TEXTE EXTRAIT:
※ ※ ※
J’eus espéré qu’Internet ait immortalisé la date, mais que nenni. Le sujet de ma recherche s’y prêtait pourtant, mais il faudra donc rester flou quant au jour, voire, à l’année à laquelle se déroule cette scène, mais je la situerais autour de 1997 ou 1998. Dans une banlieue qui me semble assez lointaine pour devoir s’y rendre en voiture, avec mon pote Christian, peut-être aussi Vlad et peut-être même ma meuf… Le contexte est tellement vague : nous nous rendons dans une salle, il me semble une MJC, tels des croisés, des pèlerins touchant enfin au but, un événement messianique dont seul Christian avait déjà été témoin : un concert d’Autechre.
A l’époque, le duo britannique est depuis quelques années pionnier d’un nouveau genre de musique électronique abstraite, qualifiée tantôt d’électronica, tantôt d’IDM – pour intelligent dance music, on connaît le débat – et représentée majoritairement par le label Warp, qui émerge conjointement. Fabriquée à partir de quelques synthés et samplers et pilotée par le logiciel Cubase, la musique d’Autechre présentait des paysages synthétiques inédits. Une digestion de la techno par une mise à nue alchimique de son matériau et de sa fabrication afin d’en tirer une essence renouvelée. Il ne s’agissait pas de transformer la merde en or, mais plutôt d’intellectualiser une démarche initialement viscérale, en parlant à la partie sensible du cerveau plutôt qu’aux tripes. Et dans leur recherche d’atmosphère sonore et spectrale, Autechre avait réussi à se forger une réputation de showmen austères, mais résolument futuristes. Autant dire que l’épiphanie devait être au rendez-vous.
Las, d’épiphanie, il n’y eut point. Je ne l’aurais pas admis alors – je n’ai pas le souvenir de m’être extasié pour autant – mais ce que je venais de voir en sortant de cette MJC, c’était un concert de merde. Deux mecs chiants plantés derrière leur PowerBook G3 posés sur une table, en train de jouer des morceaux à n’écouter qu’en étant assis contre un mur au fond de la salle dans une obscurité convenue. Pourtant, à l’époque, ça devait à peu près ressembler à ce que j’attendais de la musique.
※ ※ ※
DONNÉES FOURNIES:

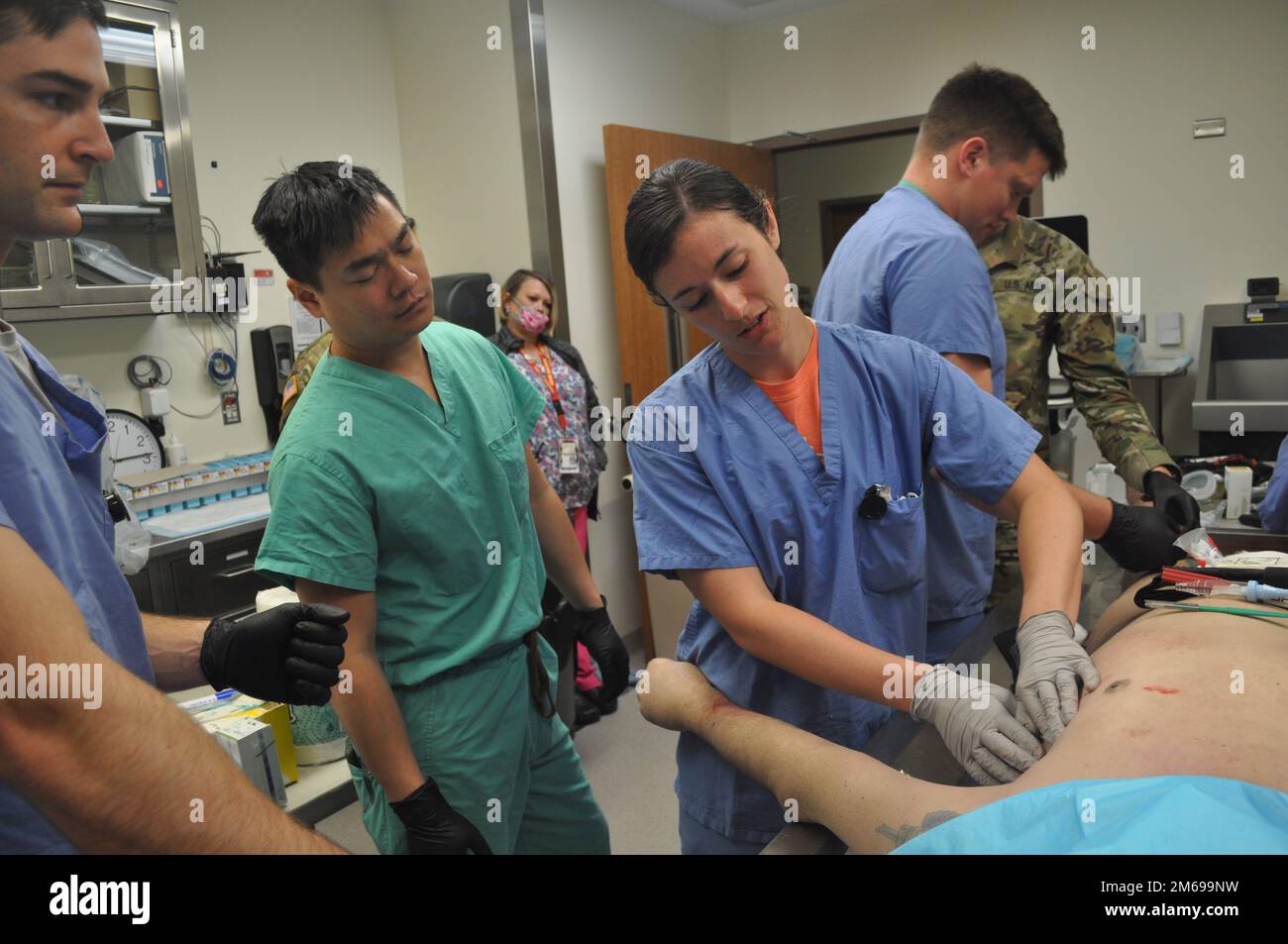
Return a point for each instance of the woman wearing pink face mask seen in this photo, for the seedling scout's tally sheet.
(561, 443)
※ ※ ※
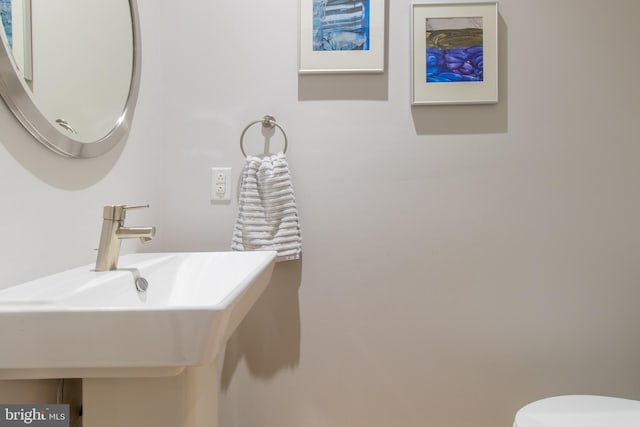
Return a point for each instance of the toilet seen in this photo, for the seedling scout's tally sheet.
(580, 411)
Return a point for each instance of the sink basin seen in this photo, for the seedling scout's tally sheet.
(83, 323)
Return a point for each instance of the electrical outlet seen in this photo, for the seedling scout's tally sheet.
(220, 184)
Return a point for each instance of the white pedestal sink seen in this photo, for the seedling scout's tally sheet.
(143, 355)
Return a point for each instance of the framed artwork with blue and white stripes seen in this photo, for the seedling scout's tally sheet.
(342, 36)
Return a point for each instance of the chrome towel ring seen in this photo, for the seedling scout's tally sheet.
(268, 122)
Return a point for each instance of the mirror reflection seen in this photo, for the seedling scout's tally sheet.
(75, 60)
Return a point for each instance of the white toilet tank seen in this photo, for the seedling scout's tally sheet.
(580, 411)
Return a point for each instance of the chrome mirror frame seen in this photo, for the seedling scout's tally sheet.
※ ※ ※
CONSIGNES:
a) Résumez en deux phrases le texte sur le concert d'Autechre.
b) D'après le texte sur le concert d'Autechre, quel logiciel pilotait la musique du duo ?

RÉSULTATS PAR TÂCHE:
a) Vers 1997 ou 1998, le texte décrit un trajet en voiture vers une salle de banlieue, peut-être une MJC, pour assister à un concert d'Autechre dont seul l'ami Christian avait déjà été témoin. Alors que le duo britannique était un pionnier de la musique électronique abstraite et réputé pour ses prestations austères mais futuristes, l'épiphanie attendue n'a pas eu lieu devant deux musiciens plantés derrière leurs PowerBook G3.

b) Le logiciel Cubase.